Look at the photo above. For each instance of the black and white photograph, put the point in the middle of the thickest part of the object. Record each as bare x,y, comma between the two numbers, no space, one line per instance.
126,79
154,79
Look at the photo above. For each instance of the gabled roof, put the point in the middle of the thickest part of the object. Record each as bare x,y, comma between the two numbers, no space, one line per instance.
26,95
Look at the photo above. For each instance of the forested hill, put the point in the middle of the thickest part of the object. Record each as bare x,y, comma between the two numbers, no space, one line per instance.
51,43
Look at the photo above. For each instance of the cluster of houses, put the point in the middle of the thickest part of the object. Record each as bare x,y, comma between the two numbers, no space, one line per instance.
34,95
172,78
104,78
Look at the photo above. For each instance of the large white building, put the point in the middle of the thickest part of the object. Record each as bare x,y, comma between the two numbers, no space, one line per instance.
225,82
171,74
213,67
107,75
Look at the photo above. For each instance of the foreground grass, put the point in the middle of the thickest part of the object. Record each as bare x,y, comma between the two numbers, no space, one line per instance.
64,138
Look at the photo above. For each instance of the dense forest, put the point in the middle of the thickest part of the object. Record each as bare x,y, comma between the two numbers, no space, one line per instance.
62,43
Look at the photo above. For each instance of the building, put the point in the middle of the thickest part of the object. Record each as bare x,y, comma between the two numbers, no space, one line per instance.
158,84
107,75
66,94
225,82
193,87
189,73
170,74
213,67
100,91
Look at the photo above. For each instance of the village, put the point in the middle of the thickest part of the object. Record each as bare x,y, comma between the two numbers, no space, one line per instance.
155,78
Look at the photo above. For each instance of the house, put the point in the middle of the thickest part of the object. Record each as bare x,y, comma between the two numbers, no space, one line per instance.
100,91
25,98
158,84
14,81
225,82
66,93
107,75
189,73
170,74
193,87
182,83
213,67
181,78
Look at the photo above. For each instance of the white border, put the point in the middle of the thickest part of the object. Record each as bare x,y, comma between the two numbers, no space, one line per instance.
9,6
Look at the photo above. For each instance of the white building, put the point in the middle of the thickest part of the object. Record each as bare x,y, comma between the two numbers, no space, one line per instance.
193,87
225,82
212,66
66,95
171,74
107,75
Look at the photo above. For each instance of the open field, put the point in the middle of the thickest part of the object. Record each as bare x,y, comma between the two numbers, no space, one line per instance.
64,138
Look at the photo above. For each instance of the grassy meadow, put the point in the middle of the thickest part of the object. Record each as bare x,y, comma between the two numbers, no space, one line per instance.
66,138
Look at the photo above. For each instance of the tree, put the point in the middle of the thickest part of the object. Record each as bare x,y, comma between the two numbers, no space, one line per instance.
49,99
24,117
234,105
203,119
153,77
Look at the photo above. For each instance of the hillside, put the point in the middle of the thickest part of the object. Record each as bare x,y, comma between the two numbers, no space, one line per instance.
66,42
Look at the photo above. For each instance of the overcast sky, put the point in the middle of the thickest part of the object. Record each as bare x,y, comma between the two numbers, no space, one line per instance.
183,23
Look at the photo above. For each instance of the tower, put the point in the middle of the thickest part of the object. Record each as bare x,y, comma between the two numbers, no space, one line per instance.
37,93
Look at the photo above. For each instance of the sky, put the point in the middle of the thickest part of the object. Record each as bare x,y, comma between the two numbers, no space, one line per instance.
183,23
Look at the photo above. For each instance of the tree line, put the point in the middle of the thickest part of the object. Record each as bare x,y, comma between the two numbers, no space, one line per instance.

============

Present every line of the rows above as a JSON list of strings, one string per line, with blank lines left out.

[
  "Look at the photo above. For each instance of the black and white photograph, put the point in the middle of the thickest part of the object. Record each as bare x,y, comma between the two numbers, no space, one line per instance.",
  "126,79",
  "154,79",
  "Look at the photo above. For each instance of the gabled roof, put the point in the middle of the thickest part of the object. Record each as bare x,y, comma between the two numbers, no space, one line per instance.",
  "26,95",
  "Look at the photo above. For each instance of the forested hill, put the point in the middle of the thickest part of the object. Record each as bare x,y, comma between the two numbers, no space, one line per instance.",
  "51,43",
  "Look at the photo above. For each instance of the cluster of houses, put the point in the middle of the thickest part of the object. Record each as bare x,y, comma between the two numbers, no space, one line per instance.",
  "34,95",
  "172,78",
  "104,78",
  "Look at the photo above. For each instance of the large white building, put the point in the middle of the thickest part of the object. Record each as bare x,y, comma between the two numbers, no space, one line per instance.",
  "225,82",
  "171,74",
  "213,67",
  "107,75",
  "Look at the photo above. For each instance of the foreground grass, put the point in the middle of the thickest part of the object. Record each as bare x,y, comma between the two numbers, no space, one line per instance.",
  "64,138",
  "Look at the photo above. For each instance of the dense forest, put the point in the middle of the thickest part of the object. Record each as bare x,y, comma between the two numbers, no space, one line per instance.",
  "62,43",
  "Look at the photo above. For each instance of the building, put the point in the middle of the thickest part of the object. Record each as bare x,y, comma between the two numbers, no space, one line per instance.",
  "158,84",
  "107,75",
  "66,94",
  "225,82",
  "193,87",
  "189,73",
  "170,74",
  "213,67",
  "100,91",
  "Look at the photo above. For each instance of the village, put the point in the middle of the thickest part of the object. Record each as bare x,y, comma between the two numbers, no space, one line per instance.",
  "155,78",
  "Look at the photo above. For each instance of the house, put the point in the middle of the thickest part of the object. Record each as bare x,y, comma between the two numbers, no space, one line per instance.",
  "100,91",
  "25,98",
  "158,84",
  "14,81",
  "225,82",
  "66,93",
  "107,75",
  "189,73",
  "170,74",
  "193,87",
  "182,83",
  "213,67",
  "181,78",
  "Look at the photo above. For each instance of the white border, put the point in the middle of the thickest part of the object. Record each as bare x,y, comma between the two numbers, no space, one line per instance.",
  "9,6",
  "Look at the photo above. For each instance of the white building, put the point in the middle of the thickest part of the object. Record each as bare x,y, comma between the two numbers, no space, one line per instance.",
  "193,87",
  "225,82",
  "212,66",
  "66,95",
  "171,74",
  "107,75",
  "Look at the photo above. For each instance of the open field, put the point in the middle of the thickest part of the object. Record each as bare x,y, comma between the two numbers, no space, one line per instance.",
  "64,138",
  "Look at the photo above. For each instance of the grassy meadow, put the point in the middle of the thickest part of the object. Record each as bare x,y, comma between the two numbers, no space, one line per instance.",
  "66,138",
  "Look at the photo above. For each instance of the tree, put the point in the middle of the thickest part of the object. Record each as bare x,y, comma between the two numbers, no space, one line per instance.",
  "49,99",
  "24,117",
  "234,105",
  "203,119",
  "153,77",
  "Look at the photo above. For each instance of the hillside, put the point in the middle of the thickest part of the object. Record each as bare x,y, comma between the two numbers, no space, one line per instance.",
  "66,42",
  "Look at the photo above. For each instance of the overcast sky, put the point in the middle of the thickest part of the object. Record each as bare x,y, comma between the two numbers, no space, one line per instance.",
  "183,23",
  "Look at the photo above. For each instance of the tower, put the point in the middle of the thickest part of the object. Record each as bare x,y, comma between the two numbers, no space, one line per instance.",
  "37,93",
  "Look at the photo above. For each instance of the sky, put the point in the middle of the thickest part of the object. Record each as bare x,y, comma between the two numbers, no space, one line per instance.",
  "183,23",
  "Look at the photo above. For each instance of the tree line, put the point in the middle of the thickest part of the object. Record each as bare x,y, comma between the two numbers, no space, one line per instance."
]